┌─ SELECTED EXTRACT

Sunday, August 26, 2012

Learning about Fracking

I've been spending some time learning about fracking. The video below is certainly not the most unbiased documentary, but it does outline some of the concerns in which I would like more answers. It seems like using these types of video could launch student interest into topics of future importance, and we should be viewing more engaging intellectual video in the classroom, but I know as an adult it is easy to get sucked into the emotional pitch of these works, and it is even easier for our students. How can we best show these engaging pieces that hook our students without charging to the left or the right on a topic or issue? We have a great responsibility to hook on the left or right, drag to the middle and allow students to drift to a new place based on their growth.

THE SKY IS PINK by Josh Fox and the GASLAND Team from JFOX on Vimeo.

PDK Survey- The Other Questions

I really enjoy reading the PDK Annual Survey about education. It is an insight survey that provides the starting point for many conversations that should be happening on a local and national level. It provides schools an opportunity to see if their perceptions about schools match the perceptions of the larger public. So often, these perceptions between community and school vary greatly causing miscommunication, a false sense of success, and the idea that your school's level of engagement is high enough. As the year progresses, I will be fortunate enough to work with the folks at PDK, and I'm excited to learn, grow, and collaborate with such an excellent organization.

This year, though, I was left wondering about what the results would have been for a few other questions. They are based on topics that many believe will form the foundation of the best innovative public schools in the country over the next twenty years. It may be time for PDK to add a set of future trends questions to their survey. Here are the questions in which I would have liked to see the results.

└─
┌─ MATERIAL PROVIDED

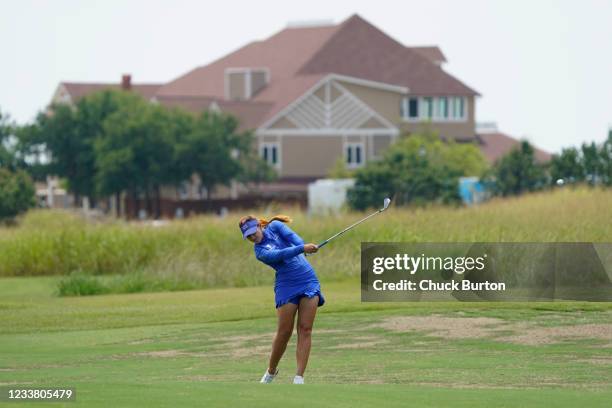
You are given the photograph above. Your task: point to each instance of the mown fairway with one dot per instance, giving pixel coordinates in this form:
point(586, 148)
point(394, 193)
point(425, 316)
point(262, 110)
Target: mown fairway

└─

GIVEN TASK 1 – In the blog text, list the three results named for when perceptions between community and school vary greatly.
GIVEN TASK 2 – Repeat the blog text from "I've been spending" to "on their growth." word for word.
GIVEN TASK 3 –
Answer these questions about the blog text:
(a) What date appears at the top?
(b) Who is credited with THE SKY IS PINK?
(c) Over how many years do many believe the topics behind the other questions will form the foundation of the best innovative public schools?

FULL ANSWER 1 –
miscommunication
a false sense of success
the idea that your school's level of engagement is high enough

FULL ANSWER 2 –
I've been spending some time learning about fracking. The video below is certainly not the most unbiased documentary, but it does outline some of the concerns in which I would like more answers. It seems like using these types of video could launch student interest into topics of future importance, and we should be viewing more engaging intellectual video in the classroom, but I know as an adult it is easy to get sucked into the emotional pitch of these works, and it is even easier for our students. How can we best show these engaging pieces that hook our students without charging to the left or the right on a topic or issue? We have a great responsibility to hook on the left or right, drag to the middle and allow students to drift to a new place based on their growth.

FULL ANSWER 3 –
(a) Sunday, August 26, 2012
(b) Josh Fox and the GASLAND Team
(c) Twenty